CREATE TABLE #tmp (...)
INSERT #tmp (...)
EXEC some_sp @par1, @par2 ...
The definition of #tmp must match the result set of the stored procedure exactly. The stored procedure should only return one result set. (But it will work with several result sets, as long as they match the table you insert into.) The table can be a regular table, a temp table or a table variable. (Except that on SQL 2000, where you cannot use a table variable.)

At the surface, this method looks neat, but there are a couple of issues that you should be aware of:

It can't nest. If some_sp tries to call some_other_sp with INSERT-EXEC, you will get an error message. Thus, you can only have one INSERT-EXEC active at a time. This is a restriction in SQL Server.
There is a serious maintenance problem. If someone changes the result set in the callee, the INSERT-EXEC statement will fail, because the column list must match the INSERT statement exactly. Keep in mind that the person who changes the callee may not even be aware of that you are calling it with INSERT-EXEC. In SQL 2008, this can be handled by using a table type, as I will discuss in the next section.
The procedure is executed in the context of a transaction. Since the procedure is called as part of an INSERT statement, there will always be an open transaction when the procedure is executed. This is generally not a cause for any greater concern, but occasionally it can cause surprises when you call system procedures. It can also be a hassle if you call a procedure in a linked server and you get errors about distributed transactions.
A ROLLBACK aborts the batch. If the called procedure issues a ROLLBACK statement, you get an error message saying you cannot do this. The transaction is rolled back, though. (Since the batch is aborted.) Warning: on SQL 6.5, this is a lot worse. When I made an experiment, my SQL Server process crashed, and when I reconnected, tempdb, where I had run the test, was corrupted.
INSERT-EXEC does not start an implicit transaction on some SQL Server versions. This applies only if: 1) you have SQL 2000 SP3 or earlier or SQL 7, and 2) you run with SET IMPLICIT_TRANSACTIONS ON. With this setting, an INSERT statement should start a transaction, but because of a bug this does not happen with INSERT-EXEC. This bug is fixed in SQL 2000 SP4 and SQL 2005. It is not present in SQL 6.5.
Because of these issues, I advice against using INSERT-EXEC as a general solution. This method is mainly useful when you cannot change the code of the procedure you are calling, for instance a system stored procedure, or a stored procedure in a third-party application.

Sometimes INSERT-EXEC can be useful with dynamic SQL, like this:

INSERT #tmp (...)
EXEC(@sql)
In this case, the statement in @sql is presumably created locally, so if the result set from the dynamic SQL changes, you probably know to change your table as well. But the restriction that INSERT-EXEC can't nest remains, and you still get a transaction context. For this reason, it is in many cases better to put the INSERT statement inside the EXEC() statement. There is also a performance aspect to it, that SQL Server MVP Adam Machanic has detailed in a blog post. The short summary is that with INSERT-EXEC, data does not go directly to the target table, but bounces over a "parameter table", which incurs some overhead. Then again, if your target table is a temp table, and put the INSERT inside the EXEC, you may face a performance issue because of recompilations.

- _INFORMATION SHOWN_
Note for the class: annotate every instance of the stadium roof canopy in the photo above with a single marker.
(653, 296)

- _WHAT YOU NEED TO DO_
Answer these about the INSERT-EXEC text:
(a) On SQL 2000, which kind of table cannot be the target of an INSERT-EXEC?
(b) In which releases is the bug with implicit transactions fixed?
(c) With INSERT-EXEC, what does the data pass through before reaching the target table?

- _EXERCISE ANSWER_
(a) A table variable.
(b) SQL 2000 SP4 and SQL 2005.
(c) A "parameter table".